Records in a dataset
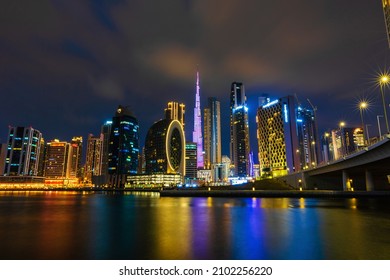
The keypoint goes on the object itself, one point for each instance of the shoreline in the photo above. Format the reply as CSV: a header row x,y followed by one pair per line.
x,y
226,193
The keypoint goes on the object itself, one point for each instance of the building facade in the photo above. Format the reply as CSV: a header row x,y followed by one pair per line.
x,y
239,131
106,132
93,164
197,133
57,159
277,138
23,152
176,111
212,133
191,167
123,147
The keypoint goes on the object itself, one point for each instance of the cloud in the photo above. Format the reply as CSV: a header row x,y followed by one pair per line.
x,y
106,87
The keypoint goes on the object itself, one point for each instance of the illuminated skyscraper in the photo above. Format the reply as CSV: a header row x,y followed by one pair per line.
x,y
93,165
239,131
106,131
197,133
307,137
287,137
75,154
23,151
212,133
123,147
175,111
57,159
191,169
386,13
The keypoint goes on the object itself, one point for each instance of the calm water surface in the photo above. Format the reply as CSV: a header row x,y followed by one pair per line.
x,y
72,225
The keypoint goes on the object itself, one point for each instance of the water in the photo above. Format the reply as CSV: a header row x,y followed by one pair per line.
x,y
73,225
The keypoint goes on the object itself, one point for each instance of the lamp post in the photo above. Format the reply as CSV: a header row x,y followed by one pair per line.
x,y
363,105
384,80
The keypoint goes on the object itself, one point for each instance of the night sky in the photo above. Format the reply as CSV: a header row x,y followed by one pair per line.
x,y
65,66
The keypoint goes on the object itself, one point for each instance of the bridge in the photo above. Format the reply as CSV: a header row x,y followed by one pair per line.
x,y
366,169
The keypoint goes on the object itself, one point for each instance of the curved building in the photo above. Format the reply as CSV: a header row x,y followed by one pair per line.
x,y
165,148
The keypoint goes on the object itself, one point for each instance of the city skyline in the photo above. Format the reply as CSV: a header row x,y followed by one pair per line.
x,y
63,76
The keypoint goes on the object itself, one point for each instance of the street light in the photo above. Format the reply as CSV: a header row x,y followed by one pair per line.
x,y
379,125
383,81
363,105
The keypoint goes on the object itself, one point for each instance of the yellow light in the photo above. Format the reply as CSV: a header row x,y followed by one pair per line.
x,y
384,79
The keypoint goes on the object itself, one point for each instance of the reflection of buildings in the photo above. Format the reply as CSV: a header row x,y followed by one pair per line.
x,y
123,147
286,137
23,151
239,130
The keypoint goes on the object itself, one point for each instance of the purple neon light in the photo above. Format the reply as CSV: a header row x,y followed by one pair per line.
x,y
197,133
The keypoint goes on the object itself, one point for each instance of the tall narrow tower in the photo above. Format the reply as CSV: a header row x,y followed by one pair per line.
x,y
197,133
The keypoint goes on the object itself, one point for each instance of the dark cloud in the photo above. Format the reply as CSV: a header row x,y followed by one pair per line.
x,y
85,57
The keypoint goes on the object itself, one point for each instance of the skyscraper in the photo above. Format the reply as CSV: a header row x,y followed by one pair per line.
x,y
57,159
287,137
106,132
239,131
212,133
93,165
23,151
307,137
75,154
123,147
197,133
386,13
175,111
191,168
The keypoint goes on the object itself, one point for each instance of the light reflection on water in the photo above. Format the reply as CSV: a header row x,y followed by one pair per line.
x,y
93,225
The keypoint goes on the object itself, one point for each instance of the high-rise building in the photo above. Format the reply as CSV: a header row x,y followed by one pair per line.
x,y
277,137
165,148
239,131
123,147
307,138
191,167
106,131
386,13
175,111
57,159
3,154
212,133
197,133
75,154
23,151
93,165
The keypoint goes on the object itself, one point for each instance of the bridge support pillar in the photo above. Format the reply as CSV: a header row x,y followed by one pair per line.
x,y
346,181
369,181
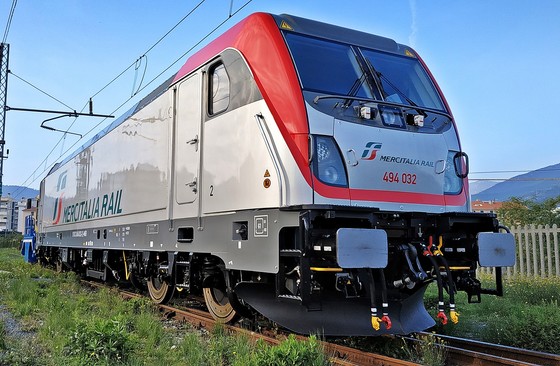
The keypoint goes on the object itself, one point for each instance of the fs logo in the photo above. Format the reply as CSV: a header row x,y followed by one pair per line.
x,y
60,186
371,150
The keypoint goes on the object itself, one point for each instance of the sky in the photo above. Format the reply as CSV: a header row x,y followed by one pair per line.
x,y
495,61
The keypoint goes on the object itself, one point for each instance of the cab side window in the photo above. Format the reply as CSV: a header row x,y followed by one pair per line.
x,y
219,89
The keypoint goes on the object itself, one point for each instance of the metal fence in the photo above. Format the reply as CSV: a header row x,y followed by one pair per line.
x,y
538,252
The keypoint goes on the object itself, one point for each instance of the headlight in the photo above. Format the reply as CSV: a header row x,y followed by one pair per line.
x,y
327,162
452,182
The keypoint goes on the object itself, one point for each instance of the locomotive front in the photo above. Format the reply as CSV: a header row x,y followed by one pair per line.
x,y
390,193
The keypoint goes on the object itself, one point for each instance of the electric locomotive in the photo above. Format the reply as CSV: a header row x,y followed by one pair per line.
x,y
298,169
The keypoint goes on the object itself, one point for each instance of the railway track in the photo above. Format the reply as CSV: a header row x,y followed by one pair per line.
x,y
470,352
459,351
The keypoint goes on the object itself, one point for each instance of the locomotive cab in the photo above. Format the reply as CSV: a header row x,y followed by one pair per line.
x,y
309,172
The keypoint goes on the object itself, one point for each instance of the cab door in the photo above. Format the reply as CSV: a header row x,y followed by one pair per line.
x,y
187,144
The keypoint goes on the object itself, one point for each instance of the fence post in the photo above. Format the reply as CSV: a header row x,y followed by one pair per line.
x,y
555,235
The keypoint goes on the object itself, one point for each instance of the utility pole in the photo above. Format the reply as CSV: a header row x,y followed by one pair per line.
x,y
4,57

Goal
Reproduce every line from the one containing "of the metal" through the end of the records, including the requests. Scale each x,y coordinate in the answers by 2.45 and round it to a whole number, rounding halves up.

Task solution
The keypoint goes on the object itself, one point for each instance of the metal fence in the photo above. Format the reply as CSV: a header row x,y followed by one pair per line.
x,y
1318,617
The keypoint goes on the object itself, one point for each instance of the headlight in the photo above. Format the reply as CSV: a header row x,y followed by one pair per line.
x,y
801,397
1107,446
The keypoint goes on the object itself, one point for each instance of the locomotive front in the photo above. Format the reply as CSV: a header row x,y followed by one pair per line.
x,y
956,473
The keypoint goes on the object itself, one point for each instance of the electric locomotive in the photo above. Format the reply as CSV: a header row x,y followed by one pair per line.
x,y
730,414
The keypoint goes on the object itself, one point for each instance of the railway track in the photo above. Format the reply as CSV: a header row x,y followed by one pair per line.
x,y
1152,862
1125,860
The keypoint goes on the object itself, one point for each instance of the locomotive cab in the photo above. Format the reply as CSV: a header row x,y followed by one pair per line.
x,y
757,421
The keypoint goes on the object itself, one point for each instance of the cab door in the photo above. Format the reply as CSV: a header row x,y followed by one pair per line.
x,y
458,353
The keypoint goes on the object itself, one point for each instance of the fence post in the photo above. Format the reply as CSV: a header row x,y followed by one pair per line.
x,y
1360,576
The keypoint goes on the object itself, one point for each instance of the utility pole in the photo above. Format the reply as CSV: a header row x,y followed by one pair per line.
x,y
10,140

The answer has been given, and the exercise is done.